(Items from a dataset)
• • • • • • •
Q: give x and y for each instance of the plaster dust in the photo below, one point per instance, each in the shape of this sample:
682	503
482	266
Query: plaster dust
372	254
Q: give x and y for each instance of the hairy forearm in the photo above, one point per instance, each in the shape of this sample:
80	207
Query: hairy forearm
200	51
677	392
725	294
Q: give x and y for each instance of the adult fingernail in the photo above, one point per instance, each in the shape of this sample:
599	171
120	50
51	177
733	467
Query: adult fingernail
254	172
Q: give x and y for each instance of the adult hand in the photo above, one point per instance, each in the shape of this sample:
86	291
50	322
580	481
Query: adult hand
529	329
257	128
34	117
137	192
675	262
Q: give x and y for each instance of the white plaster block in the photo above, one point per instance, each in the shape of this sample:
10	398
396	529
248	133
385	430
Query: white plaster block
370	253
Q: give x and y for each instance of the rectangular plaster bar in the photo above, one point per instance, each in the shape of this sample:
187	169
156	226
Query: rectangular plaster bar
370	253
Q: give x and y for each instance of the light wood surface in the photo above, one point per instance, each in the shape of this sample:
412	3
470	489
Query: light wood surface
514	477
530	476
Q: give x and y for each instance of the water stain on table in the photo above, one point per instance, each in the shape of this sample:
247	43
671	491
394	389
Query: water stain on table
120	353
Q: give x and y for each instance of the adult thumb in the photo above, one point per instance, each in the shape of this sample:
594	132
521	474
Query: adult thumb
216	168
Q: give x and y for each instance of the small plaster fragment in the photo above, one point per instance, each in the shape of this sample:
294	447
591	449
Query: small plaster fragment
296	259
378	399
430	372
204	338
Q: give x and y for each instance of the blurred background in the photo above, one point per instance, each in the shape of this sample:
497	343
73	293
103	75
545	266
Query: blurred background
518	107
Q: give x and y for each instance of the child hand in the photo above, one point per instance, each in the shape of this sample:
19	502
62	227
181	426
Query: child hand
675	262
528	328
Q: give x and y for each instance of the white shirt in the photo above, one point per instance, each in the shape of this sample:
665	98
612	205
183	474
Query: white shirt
• • • • • • •
• _Aim of the task_
Rewrite the listing above, changing every "in the shape of this sample" to "in the format of this sample" and leaving everything else as it is.

• _Solved exercise_
Q: give x and y for each instance of the plaster dust in the photo below, one point per instance, each in the format of this sample:
682	503
482	266
Query: plaster dust
372	254
Q: give x and y for each instance of the hairy forearm in the photo above, one point per instance, each in the format of this sample:
80	207
Query: hairy forearm
200	51
677	392
725	294
Q: give x and y for each instance of the adult fingernail in the photo above, one point per instance, each in the format of this sample:
599	171
120	50
51	177
733	467
Query: adult fingernail
254	172
Q: give x and y for each instance of the adult hand in the photo above, one point per instance, each in the format of this sample:
86	291
50	322
580	481
Query: adult hand
529	329
257	128
34	117
137	192
675	262
Q: give x and y for each instance of the white plaster block in the photo above, one point per instance, each in the format of this sample:
10	398
396	529
248	133
385	430
Query: white plaster block
370	253
Q: give x and y for each instance of the rectangular plaster bar in the photo above, one point per instance, each in the format of this sample:
187	169
156	226
Query: rectangular plaster bar
370	253
Q: give x and y for each instance of the light wood surface in the photo above, one point per instance, each in the format of this sample:
412	3
470	489
Query: light wood surface
514	477
530	476
Q: give x and y for each instance of the water stain on table in the photo above, one point per instance, each in the format of this sample:
247	43
671	491
394	389
Query: water stain on table
120	353
Q: give x and y for each instance of the adult thumb in the photo above, one point per instance, each in the format of this sample:
594	132
521	474
Query: adult thumb
216	168
Q: give x and y for each instance of the small plaster fragment in the photo above, one point per instance, each in the format of this sample:
294	447
591	449
Query: small plaster fragment
296	259
378	399
430	372
204	338
Q: give x and y for each instance of the blurred background in the photo above, one point per instance, each in the format of this sample:
497	343
73	293
103	75
545	266
Query: blurred background
518	107
Q: give x and y for each instance of the child hand in the photo above, one point per instance, each in the format of this sample:
19	502
62	227
181	426
Query: child hand
675	262
528	328
Q: give x and y for each instance of the white shirt in the photo above, one point per instance, each in the format of this sample:
665	98
612	205
183	474
Query: white shirt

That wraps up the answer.